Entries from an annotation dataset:
----
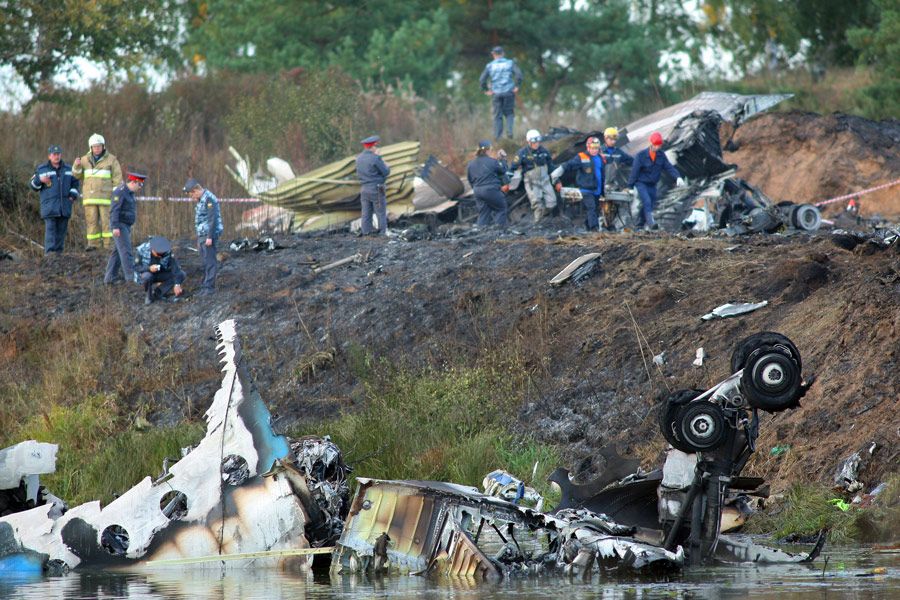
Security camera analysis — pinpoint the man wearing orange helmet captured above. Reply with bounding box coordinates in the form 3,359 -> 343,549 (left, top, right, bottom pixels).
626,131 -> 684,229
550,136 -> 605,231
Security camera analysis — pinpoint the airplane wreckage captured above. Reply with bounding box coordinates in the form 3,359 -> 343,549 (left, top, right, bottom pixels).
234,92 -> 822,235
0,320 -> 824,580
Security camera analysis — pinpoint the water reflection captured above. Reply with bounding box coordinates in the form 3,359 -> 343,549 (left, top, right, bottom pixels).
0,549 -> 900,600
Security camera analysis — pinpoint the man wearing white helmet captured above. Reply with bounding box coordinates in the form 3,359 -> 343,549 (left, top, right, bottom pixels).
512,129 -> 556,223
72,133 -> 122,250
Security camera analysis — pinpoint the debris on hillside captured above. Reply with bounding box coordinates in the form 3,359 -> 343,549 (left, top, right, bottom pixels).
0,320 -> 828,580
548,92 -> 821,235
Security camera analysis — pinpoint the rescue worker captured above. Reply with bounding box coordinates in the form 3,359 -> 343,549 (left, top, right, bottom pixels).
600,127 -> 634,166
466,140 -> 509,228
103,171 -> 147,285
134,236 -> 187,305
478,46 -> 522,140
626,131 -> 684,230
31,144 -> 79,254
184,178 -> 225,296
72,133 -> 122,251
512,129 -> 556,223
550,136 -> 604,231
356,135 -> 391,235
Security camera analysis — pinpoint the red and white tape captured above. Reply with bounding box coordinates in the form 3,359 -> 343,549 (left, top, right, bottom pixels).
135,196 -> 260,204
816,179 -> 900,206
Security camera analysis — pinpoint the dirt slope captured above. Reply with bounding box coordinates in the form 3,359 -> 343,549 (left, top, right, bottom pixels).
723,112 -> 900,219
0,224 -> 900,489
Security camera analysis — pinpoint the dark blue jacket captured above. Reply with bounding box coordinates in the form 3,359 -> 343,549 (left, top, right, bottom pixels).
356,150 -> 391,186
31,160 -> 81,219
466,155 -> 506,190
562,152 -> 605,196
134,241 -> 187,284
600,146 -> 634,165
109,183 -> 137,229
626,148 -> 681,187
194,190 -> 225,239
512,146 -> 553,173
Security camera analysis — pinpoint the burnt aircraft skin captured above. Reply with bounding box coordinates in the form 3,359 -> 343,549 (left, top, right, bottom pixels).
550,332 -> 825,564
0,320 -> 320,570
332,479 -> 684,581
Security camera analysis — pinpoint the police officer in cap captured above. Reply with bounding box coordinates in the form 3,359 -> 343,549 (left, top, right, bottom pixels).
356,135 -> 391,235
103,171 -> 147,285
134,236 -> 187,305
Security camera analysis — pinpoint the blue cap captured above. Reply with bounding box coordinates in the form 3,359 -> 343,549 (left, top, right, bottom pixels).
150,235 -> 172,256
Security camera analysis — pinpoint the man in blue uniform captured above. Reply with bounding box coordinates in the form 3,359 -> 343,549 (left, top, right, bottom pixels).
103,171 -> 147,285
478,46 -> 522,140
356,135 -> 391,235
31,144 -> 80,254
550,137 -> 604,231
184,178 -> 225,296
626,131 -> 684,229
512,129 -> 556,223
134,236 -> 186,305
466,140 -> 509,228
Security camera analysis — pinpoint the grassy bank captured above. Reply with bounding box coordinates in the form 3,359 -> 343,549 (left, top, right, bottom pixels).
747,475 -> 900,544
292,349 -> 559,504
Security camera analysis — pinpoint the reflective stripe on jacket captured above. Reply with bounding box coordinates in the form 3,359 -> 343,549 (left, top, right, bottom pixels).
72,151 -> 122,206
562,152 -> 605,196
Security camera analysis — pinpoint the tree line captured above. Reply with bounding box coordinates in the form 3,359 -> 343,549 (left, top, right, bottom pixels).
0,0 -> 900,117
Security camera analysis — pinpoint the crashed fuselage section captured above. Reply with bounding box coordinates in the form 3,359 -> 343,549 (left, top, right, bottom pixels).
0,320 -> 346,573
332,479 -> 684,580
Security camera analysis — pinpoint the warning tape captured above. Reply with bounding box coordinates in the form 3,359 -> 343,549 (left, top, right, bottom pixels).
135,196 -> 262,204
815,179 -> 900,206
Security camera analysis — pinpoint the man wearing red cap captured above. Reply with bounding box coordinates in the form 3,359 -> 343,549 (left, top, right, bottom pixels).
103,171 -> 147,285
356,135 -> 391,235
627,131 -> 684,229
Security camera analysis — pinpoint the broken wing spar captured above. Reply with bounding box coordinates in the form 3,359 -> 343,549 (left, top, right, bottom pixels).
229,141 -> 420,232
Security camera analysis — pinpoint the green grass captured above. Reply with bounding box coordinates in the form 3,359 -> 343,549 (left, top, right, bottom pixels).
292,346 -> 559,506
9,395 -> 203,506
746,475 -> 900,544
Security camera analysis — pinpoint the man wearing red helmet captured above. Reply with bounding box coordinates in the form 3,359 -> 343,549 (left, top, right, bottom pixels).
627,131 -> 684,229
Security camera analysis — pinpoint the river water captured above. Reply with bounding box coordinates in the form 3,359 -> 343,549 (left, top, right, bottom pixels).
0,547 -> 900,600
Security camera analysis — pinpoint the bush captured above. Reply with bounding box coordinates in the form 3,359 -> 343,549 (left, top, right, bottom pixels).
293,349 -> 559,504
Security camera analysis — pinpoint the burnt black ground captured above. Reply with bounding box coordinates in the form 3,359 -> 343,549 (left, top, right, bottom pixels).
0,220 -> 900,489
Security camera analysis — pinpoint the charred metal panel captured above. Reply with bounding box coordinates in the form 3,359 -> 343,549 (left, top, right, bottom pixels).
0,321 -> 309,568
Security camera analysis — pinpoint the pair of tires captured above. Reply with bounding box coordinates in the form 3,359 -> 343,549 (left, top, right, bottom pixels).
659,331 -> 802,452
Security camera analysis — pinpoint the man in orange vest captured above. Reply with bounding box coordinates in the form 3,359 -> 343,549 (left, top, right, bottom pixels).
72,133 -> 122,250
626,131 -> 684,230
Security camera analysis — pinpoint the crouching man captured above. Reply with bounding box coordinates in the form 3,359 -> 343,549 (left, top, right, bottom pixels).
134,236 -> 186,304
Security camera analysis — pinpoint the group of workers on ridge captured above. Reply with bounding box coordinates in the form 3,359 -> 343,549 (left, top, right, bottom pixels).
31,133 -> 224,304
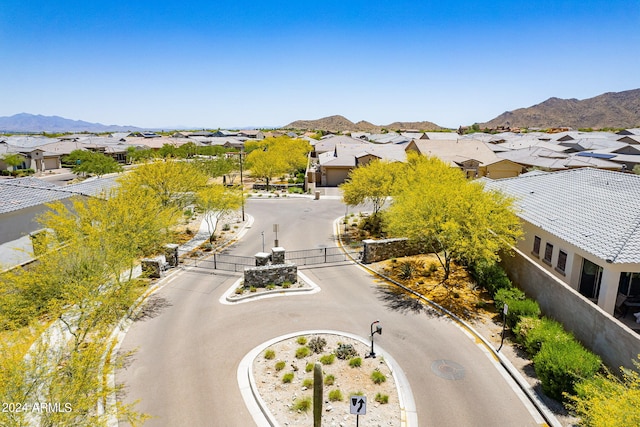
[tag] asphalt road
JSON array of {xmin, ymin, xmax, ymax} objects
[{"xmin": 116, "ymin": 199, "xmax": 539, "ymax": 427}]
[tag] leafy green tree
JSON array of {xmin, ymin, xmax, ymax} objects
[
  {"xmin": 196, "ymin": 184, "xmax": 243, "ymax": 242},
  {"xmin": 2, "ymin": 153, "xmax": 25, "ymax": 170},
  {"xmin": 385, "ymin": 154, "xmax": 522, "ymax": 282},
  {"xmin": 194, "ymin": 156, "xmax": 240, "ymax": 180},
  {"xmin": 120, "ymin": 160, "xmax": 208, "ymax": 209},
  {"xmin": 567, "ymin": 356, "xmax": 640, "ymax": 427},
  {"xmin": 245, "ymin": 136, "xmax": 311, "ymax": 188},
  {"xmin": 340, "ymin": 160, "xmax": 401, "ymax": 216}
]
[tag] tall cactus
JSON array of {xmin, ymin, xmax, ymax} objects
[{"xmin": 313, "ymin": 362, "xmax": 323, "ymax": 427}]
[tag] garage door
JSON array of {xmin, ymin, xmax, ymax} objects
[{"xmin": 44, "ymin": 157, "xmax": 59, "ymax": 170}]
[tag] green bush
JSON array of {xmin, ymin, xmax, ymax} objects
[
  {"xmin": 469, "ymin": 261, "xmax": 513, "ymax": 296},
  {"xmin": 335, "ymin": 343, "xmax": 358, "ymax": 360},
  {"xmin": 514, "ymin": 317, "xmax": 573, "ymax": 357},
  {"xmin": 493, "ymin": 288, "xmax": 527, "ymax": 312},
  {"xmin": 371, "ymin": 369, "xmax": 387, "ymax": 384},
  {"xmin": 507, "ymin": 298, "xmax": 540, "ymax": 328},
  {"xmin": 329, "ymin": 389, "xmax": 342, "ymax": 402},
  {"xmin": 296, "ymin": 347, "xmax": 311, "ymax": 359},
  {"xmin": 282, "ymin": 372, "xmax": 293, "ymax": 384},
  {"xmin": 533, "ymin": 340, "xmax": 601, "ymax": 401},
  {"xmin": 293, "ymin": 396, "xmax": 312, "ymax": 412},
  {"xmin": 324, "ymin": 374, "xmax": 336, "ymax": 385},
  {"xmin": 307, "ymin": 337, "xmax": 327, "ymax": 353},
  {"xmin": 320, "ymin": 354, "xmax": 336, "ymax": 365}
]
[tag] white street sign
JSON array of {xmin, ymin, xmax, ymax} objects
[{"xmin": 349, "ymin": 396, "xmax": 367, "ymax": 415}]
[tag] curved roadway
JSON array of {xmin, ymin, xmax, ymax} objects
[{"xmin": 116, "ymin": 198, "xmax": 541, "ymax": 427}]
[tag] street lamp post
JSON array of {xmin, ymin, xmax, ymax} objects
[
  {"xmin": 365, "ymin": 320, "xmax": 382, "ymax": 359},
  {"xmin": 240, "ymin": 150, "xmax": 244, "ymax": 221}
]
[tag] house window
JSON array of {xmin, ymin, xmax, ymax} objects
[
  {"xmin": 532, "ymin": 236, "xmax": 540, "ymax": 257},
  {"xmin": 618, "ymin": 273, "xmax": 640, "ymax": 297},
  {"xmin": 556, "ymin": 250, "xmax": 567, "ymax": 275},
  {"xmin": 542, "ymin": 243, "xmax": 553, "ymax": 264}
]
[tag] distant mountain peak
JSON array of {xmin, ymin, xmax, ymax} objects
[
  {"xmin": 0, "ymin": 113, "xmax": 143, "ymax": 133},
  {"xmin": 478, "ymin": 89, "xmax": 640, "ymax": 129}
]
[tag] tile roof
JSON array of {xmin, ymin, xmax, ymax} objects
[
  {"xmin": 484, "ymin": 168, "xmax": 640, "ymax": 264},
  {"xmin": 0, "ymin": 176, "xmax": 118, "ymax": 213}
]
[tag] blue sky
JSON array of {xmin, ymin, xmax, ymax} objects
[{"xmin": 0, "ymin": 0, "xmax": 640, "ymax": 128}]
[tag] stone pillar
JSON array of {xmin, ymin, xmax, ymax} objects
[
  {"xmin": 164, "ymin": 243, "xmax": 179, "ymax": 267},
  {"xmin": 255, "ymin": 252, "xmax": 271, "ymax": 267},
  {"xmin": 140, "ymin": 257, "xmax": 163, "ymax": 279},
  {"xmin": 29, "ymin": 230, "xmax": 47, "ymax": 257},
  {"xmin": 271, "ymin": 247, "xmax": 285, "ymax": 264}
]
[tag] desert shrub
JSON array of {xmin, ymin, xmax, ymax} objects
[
----
Gather every line of the listing above that contains the word "green" and copy each one out in full.

*Expected answer*.
Security camera analysis — pinpoint the green grass captured above. Reply with bounding box coordinates in the form 3,359 -> 343,549 (left, top, right, bottom pixels).
[tag] leafy green tree
[tag] green bush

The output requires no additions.